- Fragmento seleccionado:
---
Pero esa diminuta porción tierra, no es solo un paraíso, sino que por su estructura geológica posee unas cavernas y cuevas que fueron utilizadas por los piratas y los bucaneros en sus viajes para ocultar parte de sus cargamentos, allá por los siglos XVI y XVII. Lo que resulta más frustrante es saber que el inmenso tesoro del temible corsario Barbanegra, que sembró el terror por los mares de aquellas latitudes, yace enterrado en algún rincón de aquel territorio; ¡estar andando por las proximidades de cuanto estuvo en sus implacables abordajes, tal vez pasando por encima, y no saber por donde empezar a cavar…!

Algunos nativos han encontrado, a veces, tras fuertes tormentas, algunos doblones de oro en las costas de la isla. Las entrañas de aquel mar guardan secretos de valor incalculable.

Pero, las cavidades naturales también sirvieron para cobijar a gentes de bien. Cuando el gran huracán de 1932, de efectos devastadores para la población del Brac, pues ocasionó numerosas victimas, muchas personas pudieron salvar la vida gracias a refugiarse en esas grutas, algunas de ellas próximas a los acantilados.

Tuve ocasión de visitar Bat Cave, la de los murciélagos y un par más de ellas, y me causo una especial emoción la Cueva de Rebecca, denominada así porque cuando toda su familia abandonó la casa despavorida a causa del mencionado temporal, ella se internó en la vegetación y con gran valor y esfuerzo halló esa entrada que resulto ser providencial. Sus padres y hermanos salvaron la vida, y ella murió, pero había encontrado el camino del refugio protector.

Pero tal vez lo que ha concedido una justa fama a Cayman Brac es la prodigiosa transparencia de algunas aguas que la circundan con un inmenso lago, y que permiten nadar y sumergirse entre la playa y la barrera coralina deleitándose con la visión de peces multicolores que rodean al submarinista por doquier. Se mantienen tan limpias porque no vierte en ellas río alguno, ya que las tres islas carecen de cursos fluviales, evitando así, de manera natural que se arrastren bancos de arena, ramaje, desechos y cualquier elemento que enturbie las aguas en la desembocadura. Bajo el mar, la visibilidad puede alcanzar más de 100 metros, algo solamente comparable a las aguas de la gran barrera de coral de Australia.

En Cayman Brac, una vez franqueado el balcón natural de la muralla de arrecife blanco, el azul turquesa del agua marina se torna lapislázuli oscuro, y el vértigo invade al nadador al hallarse de repente flotando sobre un abismo de dos mil metros de profundidad, como en el Bloody Bay Ball…

Y es que estas islas son las cimas de una cordillera sumergida. El pico culminante de Cayman Brac es un pequeño montículo de cuarenta y tres metros de altura que domina el precipicio que cae en picado en el extremo noreste de la isla, y ese era el vértice supremo de una sierra, cuya base surcada por valles y vaguadas yace en el fondo del siempre misterioso océano Atlántico.
---
- Enunciado del ejercicio:
Copia del fragmento sobre Cayman Brac todo el pasaje que va desde "Pero, las cavidades" hasta "del refugio protector.", sin cambiar nada. Para resolver, apóyate únicamente en el fragmento.
---
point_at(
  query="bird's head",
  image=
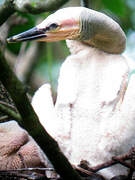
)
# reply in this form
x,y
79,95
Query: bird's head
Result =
x,y
61,25
78,23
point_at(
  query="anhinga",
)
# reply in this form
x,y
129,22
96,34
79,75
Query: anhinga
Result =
x,y
93,118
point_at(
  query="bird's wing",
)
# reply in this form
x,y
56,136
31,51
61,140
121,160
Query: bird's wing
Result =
x,y
42,103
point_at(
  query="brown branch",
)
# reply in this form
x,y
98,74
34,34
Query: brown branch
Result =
x,y
6,10
31,122
8,111
37,7
115,160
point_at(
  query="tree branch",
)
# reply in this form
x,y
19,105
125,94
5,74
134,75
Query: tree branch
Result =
x,y
37,7
31,122
9,112
6,10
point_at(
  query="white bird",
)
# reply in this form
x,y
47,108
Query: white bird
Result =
x,y
18,149
93,118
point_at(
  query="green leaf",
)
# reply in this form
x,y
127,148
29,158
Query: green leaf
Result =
x,y
116,6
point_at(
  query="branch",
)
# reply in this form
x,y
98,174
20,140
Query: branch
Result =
x,y
9,112
31,123
6,10
37,7
27,6
84,3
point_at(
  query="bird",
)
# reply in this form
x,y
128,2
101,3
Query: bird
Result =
x,y
93,117
18,149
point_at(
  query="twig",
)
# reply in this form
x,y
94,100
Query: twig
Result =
x,y
31,123
10,112
3,118
6,10
84,3
7,175
8,105
30,169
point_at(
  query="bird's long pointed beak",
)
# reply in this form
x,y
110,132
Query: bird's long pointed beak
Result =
x,y
31,34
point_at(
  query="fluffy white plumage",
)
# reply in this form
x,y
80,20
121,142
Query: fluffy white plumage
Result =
x,y
93,122
93,118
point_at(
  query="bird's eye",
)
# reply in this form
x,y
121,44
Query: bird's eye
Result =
x,y
53,26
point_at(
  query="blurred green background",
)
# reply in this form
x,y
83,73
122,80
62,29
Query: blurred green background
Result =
x,y
37,63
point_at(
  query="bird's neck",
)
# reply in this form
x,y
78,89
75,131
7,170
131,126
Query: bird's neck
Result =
x,y
76,46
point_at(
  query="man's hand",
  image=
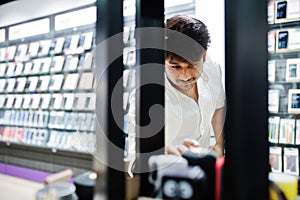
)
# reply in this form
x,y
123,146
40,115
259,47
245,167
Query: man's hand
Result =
x,y
180,149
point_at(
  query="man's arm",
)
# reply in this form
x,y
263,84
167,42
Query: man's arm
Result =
x,y
218,125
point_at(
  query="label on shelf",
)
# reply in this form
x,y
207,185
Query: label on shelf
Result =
x,y
76,18
2,35
271,41
273,100
286,131
28,29
275,159
287,11
271,12
292,70
291,161
294,101
274,123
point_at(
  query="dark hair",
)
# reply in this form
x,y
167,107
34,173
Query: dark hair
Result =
x,y
192,28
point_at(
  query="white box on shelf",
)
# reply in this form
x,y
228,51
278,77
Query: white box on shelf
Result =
x,y
21,84
43,83
11,67
71,63
27,101
286,11
68,99
271,12
273,100
86,81
45,101
10,101
35,101
11,52
3,67
59,45
293,69
287,131
18,102
2,84
11,82
57,63
71,81
294,101
57,100
56,82
28,68
44,47
33,83
33,49
19,69
291,161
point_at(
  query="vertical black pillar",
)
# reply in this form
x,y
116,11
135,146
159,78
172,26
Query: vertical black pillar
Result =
x,y
246,165
109,109
149,14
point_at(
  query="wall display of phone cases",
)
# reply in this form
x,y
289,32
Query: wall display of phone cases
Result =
x,y
284,85
47,91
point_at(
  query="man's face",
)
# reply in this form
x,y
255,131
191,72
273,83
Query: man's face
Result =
x,y
182,74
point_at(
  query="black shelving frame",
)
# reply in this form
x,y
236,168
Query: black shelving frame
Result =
x,y
246,139
284,114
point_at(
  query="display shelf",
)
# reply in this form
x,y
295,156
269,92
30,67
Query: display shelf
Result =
x,y
284,54
295,23
46,75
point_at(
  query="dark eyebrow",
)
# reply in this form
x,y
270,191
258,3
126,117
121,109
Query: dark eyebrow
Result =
x,y
173,63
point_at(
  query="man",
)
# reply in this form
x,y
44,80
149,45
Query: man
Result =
x,y
194,95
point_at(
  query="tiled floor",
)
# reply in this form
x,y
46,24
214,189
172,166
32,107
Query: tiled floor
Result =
x,y
13,188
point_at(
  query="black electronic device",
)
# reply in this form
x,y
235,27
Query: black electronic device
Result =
x,y
185,183
206,159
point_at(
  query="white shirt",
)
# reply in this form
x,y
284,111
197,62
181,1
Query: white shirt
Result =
x,y
184,118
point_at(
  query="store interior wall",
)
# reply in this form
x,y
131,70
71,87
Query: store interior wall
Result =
x,y
23,10
212,13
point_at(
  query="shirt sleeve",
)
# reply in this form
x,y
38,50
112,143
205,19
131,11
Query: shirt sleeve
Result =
x,y
131,125
216,85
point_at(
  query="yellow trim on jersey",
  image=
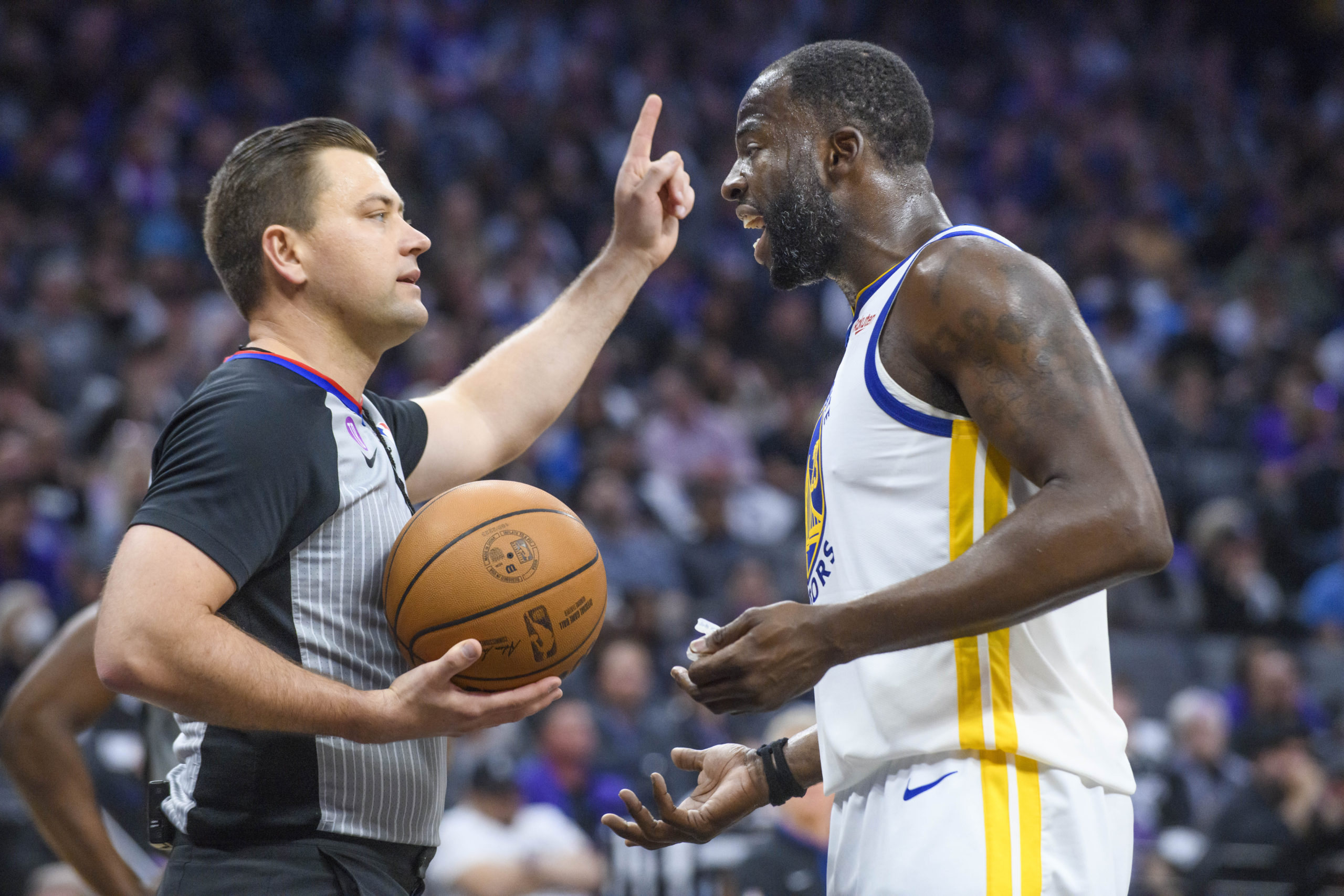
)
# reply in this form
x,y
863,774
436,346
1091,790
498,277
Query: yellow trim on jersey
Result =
x,y
1000,692
1028,825
971,712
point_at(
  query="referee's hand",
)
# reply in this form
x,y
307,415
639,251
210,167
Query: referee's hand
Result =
x,y
425,703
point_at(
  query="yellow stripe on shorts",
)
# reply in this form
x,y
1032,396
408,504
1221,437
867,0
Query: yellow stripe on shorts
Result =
x,y
1028,825
968,455
961,513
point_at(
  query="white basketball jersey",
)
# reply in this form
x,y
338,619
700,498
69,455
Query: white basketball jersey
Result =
x,y
898,488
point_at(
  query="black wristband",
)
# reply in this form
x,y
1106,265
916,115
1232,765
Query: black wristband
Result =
x,y
779,778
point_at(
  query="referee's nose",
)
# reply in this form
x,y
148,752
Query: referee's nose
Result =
x,y
416,242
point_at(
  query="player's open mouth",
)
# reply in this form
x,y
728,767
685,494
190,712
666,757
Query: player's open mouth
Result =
x,y
752,219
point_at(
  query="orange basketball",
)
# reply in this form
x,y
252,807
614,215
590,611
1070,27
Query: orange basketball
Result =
x,y
507,565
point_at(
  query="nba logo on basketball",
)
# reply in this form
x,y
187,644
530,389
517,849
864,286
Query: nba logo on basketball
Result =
x,y
541,633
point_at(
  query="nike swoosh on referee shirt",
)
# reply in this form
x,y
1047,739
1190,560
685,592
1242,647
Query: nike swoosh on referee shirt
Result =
x,y
911,794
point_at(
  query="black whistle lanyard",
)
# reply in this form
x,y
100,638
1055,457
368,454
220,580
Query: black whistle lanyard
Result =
x,y
390,460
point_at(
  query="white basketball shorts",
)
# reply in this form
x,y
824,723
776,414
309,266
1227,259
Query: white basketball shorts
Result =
x,y
979,824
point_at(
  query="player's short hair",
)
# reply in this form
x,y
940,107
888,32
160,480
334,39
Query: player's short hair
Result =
x,y
268,179
851,82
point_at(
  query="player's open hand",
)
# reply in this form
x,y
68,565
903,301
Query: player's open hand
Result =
x,y
731,786
651,196
760,661
425,703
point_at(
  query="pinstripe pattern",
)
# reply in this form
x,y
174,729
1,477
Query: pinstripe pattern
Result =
x,y
183,775
386,792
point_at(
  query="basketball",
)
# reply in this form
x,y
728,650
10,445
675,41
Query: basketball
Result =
x,y
507,565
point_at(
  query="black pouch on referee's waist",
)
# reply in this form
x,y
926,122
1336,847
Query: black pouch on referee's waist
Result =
x,y
160,830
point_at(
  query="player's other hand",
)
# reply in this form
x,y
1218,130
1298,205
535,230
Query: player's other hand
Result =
x,y
761,660
425,703
731,786
651,196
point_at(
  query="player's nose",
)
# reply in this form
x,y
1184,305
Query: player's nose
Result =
x,y
736,184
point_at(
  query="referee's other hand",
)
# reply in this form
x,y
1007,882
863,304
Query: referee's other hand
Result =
x,y
425,703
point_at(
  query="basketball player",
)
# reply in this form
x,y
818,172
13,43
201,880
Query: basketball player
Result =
x,y
975,484
57,699
246,594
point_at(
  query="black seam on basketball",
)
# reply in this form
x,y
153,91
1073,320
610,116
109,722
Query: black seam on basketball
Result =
x,y
592,633
392,555
397,617
503,606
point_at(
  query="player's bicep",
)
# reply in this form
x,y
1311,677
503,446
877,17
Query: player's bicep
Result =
x,y
62,681
1010,340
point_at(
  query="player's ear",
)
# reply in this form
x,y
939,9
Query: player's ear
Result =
x,y
843,151
281,254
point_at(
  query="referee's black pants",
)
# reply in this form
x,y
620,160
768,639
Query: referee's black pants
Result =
x,y
323,866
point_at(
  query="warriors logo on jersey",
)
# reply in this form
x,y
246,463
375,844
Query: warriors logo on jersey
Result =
x,y
815,513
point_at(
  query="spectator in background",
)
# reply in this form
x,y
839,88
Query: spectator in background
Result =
x,y
66,332
629,723
1278,808
793,861
1203,774
494,846
563,772
1321,604
710,561
690,438
32,550
57,879
635,556
784,450
1269,691
1241,597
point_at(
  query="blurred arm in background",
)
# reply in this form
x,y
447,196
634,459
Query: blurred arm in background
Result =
x,y
58,698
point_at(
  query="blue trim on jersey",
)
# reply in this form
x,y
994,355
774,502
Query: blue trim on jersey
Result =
x,y
312,376
866,293
886,400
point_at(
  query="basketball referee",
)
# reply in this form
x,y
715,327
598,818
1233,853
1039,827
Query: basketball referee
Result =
x,y
246,594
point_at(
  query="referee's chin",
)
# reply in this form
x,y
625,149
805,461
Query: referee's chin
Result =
x,y
394,320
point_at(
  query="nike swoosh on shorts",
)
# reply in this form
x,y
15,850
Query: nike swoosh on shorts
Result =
x,y
911,794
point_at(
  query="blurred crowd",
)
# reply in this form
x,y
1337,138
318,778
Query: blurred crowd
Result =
x,y
1180,164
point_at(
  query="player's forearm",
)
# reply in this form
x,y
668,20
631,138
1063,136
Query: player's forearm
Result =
x,y
45,763
523,385
207,669
803,753
1062,544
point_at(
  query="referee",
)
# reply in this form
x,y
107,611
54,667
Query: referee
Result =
x,y
246,594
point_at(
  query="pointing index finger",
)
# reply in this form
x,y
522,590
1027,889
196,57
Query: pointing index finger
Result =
x,y
642,140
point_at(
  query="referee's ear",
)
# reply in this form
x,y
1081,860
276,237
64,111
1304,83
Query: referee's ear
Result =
x,y
284,250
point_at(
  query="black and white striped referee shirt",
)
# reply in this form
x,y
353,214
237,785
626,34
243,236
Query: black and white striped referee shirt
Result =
x,y
275,472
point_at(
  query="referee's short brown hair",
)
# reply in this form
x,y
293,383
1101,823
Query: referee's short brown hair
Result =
x,y
268,179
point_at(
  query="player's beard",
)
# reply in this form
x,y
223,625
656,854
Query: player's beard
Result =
x,y
804,227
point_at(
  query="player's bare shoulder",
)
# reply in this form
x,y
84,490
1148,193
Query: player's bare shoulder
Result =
x,y
992,332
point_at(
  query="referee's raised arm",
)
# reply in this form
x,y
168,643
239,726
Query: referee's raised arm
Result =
x,y
496,409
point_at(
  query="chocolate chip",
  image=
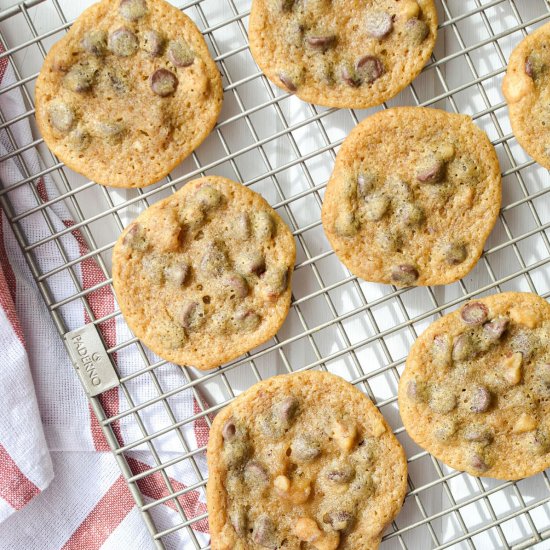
---
- Solución del ejercicio:
Pero, las cavidades naturales también sirvieron para cobijar a gentes de bien. Cuando el gran huracán de 1932, de efectos devastadores para la población del Brac, pues ocasionó numerosas victimas, muchas personas pudieron salvar la vida gracias a refugiarse en esas grutas, algunas de ellas próximas a los acantilados.

Tuve ocasión de visitar Bat Cave, la de los murciélagos y un par más de ellas, y me causo una especial emoción la Cueva de Rebecca, denominada así porque cuando toda su familia abandonó la casa despavorida a causa del mencionado temporal, ella se internó en la vegetación y con gran valor y esfuerzo halló esa entrada que resulto ser providencial. Sus padres y hermanos salvaron la vida, y ella murió, pero había encontrado el camino del refugio protector.